**Selected extract:**

'''

He devoted his time to helping others, especially people in black communities, underprivileged youth, and young athletes across the world.

In 1972, Owens was invited to the Munich Olympics as a special guest of the West German Government. On his visit there, he met West German Chancellor Willy Brandt and former boxer Max Schmeling.

In the late 1970s, Owens tried his best to convince President Jimmy Carter to withdraw his demand that the US boycott the 1980 Moscow Olympics in protest of the Soviet invasion of Afghanistan. Owens argued that the Olympic ideal was supposed to be observed as a time-out from war and that it was above politics.


In the early days of December 1979, Jesse Owens was hospitalized on and off with an aggressive, drug-resistant type of lung cancer. This was probably a result of him being a chain smoker for almost 35 years.

On 31st March 1980, Owens, aged 66, died in Tucson, Arizona, with his family at his bedside.

Owens was interred at Oak Woods Cemetery in Chicago. The grave, set against the backdrop of the lake in the cemetery, is inscribed Jesse Owens 1936 Olympic Champion.

Words of sympathy and admiration came in from all over the world.

President Jimmy Carter too issued a tribute to Owens saying, “Perhaps no athlete better symbolized the human struggle against tyranny, poverty, and racial bigotry.”

'''

**Task instructions:**
1. According to the Jesse Owens excerpt, where was Owens buried?
2. Reproduce the Jesse Owens excerpt word for word, beginning at the words "In 1972, Owens" and stopping after "boxer Max Schmeling.".
3. Resume the Jesse Owens excerpt from the point where it stops.

Stored dataset items

'''

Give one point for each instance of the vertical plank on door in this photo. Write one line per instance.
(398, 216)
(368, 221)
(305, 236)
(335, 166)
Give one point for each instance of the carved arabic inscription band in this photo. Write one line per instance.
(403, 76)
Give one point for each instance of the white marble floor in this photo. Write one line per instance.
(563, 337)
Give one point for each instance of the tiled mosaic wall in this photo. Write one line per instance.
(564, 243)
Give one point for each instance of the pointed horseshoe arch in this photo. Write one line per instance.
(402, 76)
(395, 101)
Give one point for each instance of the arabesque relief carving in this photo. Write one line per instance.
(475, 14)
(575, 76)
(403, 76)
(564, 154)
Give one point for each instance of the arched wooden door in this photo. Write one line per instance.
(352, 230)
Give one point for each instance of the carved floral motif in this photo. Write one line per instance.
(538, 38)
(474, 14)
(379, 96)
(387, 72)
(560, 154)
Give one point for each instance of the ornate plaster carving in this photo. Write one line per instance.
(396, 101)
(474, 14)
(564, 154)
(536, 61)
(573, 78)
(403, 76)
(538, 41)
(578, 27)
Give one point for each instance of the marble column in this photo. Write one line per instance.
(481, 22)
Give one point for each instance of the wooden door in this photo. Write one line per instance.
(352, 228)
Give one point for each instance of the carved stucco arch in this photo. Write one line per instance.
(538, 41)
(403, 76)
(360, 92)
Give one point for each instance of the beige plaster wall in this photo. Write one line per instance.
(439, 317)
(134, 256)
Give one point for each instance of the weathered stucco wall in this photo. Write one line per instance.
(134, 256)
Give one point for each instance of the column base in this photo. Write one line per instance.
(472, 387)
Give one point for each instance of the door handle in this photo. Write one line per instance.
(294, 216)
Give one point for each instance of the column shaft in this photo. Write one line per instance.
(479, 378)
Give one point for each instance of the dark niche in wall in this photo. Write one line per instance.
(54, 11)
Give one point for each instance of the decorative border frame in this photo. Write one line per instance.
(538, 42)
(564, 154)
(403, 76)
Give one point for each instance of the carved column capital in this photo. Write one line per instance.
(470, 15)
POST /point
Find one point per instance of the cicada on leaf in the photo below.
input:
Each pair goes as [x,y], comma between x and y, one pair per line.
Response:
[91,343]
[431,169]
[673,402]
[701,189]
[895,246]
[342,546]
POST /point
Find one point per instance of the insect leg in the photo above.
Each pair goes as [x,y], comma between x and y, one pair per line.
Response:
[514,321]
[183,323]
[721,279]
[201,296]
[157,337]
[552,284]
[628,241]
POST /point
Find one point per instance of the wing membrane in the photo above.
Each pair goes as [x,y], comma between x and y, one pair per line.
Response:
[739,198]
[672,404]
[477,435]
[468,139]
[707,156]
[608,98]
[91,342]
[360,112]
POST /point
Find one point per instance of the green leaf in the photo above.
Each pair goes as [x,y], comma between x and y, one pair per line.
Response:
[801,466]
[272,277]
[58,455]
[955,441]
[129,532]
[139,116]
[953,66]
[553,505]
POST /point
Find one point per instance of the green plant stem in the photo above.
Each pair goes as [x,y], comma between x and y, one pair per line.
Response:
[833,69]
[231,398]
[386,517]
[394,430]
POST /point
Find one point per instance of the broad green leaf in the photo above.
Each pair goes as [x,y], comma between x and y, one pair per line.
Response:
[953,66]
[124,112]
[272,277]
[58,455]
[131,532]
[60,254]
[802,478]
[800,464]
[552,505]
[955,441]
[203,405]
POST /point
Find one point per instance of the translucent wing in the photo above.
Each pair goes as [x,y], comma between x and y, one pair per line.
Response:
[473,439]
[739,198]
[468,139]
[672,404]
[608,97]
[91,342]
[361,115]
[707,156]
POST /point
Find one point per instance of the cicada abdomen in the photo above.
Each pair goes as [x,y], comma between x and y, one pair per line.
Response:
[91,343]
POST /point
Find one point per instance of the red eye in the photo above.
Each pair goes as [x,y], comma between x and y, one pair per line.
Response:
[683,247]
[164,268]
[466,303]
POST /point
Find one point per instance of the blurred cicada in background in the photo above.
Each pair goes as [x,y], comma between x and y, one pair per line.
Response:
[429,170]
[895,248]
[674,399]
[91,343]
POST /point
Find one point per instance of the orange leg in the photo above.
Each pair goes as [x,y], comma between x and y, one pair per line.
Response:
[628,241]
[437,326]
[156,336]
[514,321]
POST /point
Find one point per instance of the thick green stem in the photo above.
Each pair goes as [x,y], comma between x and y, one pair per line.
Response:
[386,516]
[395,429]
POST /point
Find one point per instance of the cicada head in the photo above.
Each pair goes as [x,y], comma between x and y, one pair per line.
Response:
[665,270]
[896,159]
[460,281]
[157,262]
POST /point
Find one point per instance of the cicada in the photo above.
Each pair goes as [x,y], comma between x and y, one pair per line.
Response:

'''

**Responses to the exercise:**
1. Oak Woods Cemetery in Chicago.

2.
In 1972, Owens was invited to the Munich Olympics as a special guest of the West German Government. On his visit there, he met West German Chancellor Willy Brandt and former boxer Max Schmeling.

3.
Jesse Owens is widely regarded as one of the greatest and most influential athletes of the 20th century.

His influence in the world of track and field, especially among underprivileged youth, has been unparalleled.

Owens’ 1936 Olympic exploits made him the first internationally famous and revered track and field athlete.

Throughout his lifetime, Owens has been the recipient of numerous awards and honors. In 1970, Owens was inducted into the Alabama Sports Hall of Fame.

In 1972, the Ohio State University awarded him with an honorary doctorate of athletics arts.

In 1974, he was inducted into the US Track and Field Hall of Fame and in 1976 he was awarded the highest civilian honor in the US, the Presidential Medal of Freedom, by President Gerald Ford.

In 1979, he was awarded the Living Legend Award by President Jimmy Carter.

In 1981, the USA Track and Field (USATF) created the Jesse Owens Award, which is the highest accolade for the year’s best track and field athlete.

In 1983, Owens was inducted into the US Olympic Hall of Fame.

In 1999, he was ranked the 6th greatest North American athlete of the 20th century and the highest-ranked in his sport by ESPN.

The same year, he was on the six-man shortlist for the BBC’s Sports Personality of the Century.

Over the course of his lifetime, stadiums and streets were named after him. Statues were made in his honor. And museums were created to honor his track and field career.

In 1984, the street south of the Olympic stadium in Berlin was renamed Jesse-Owens-Allee. And the dormitory that Owens occupied during the Berlin Olympics has been fully restored into a living museum, with pictures of his accomplishments at the Games.

In 2001, the Ohio State University dedicated Jesse Owens Memorial Stadium for track and field events, with a sculpture honoring Owens in the esplanade leading to the rotunda entrance to Ohio Stadium. The campus also houses three recreational centers for students and staff named in his honor.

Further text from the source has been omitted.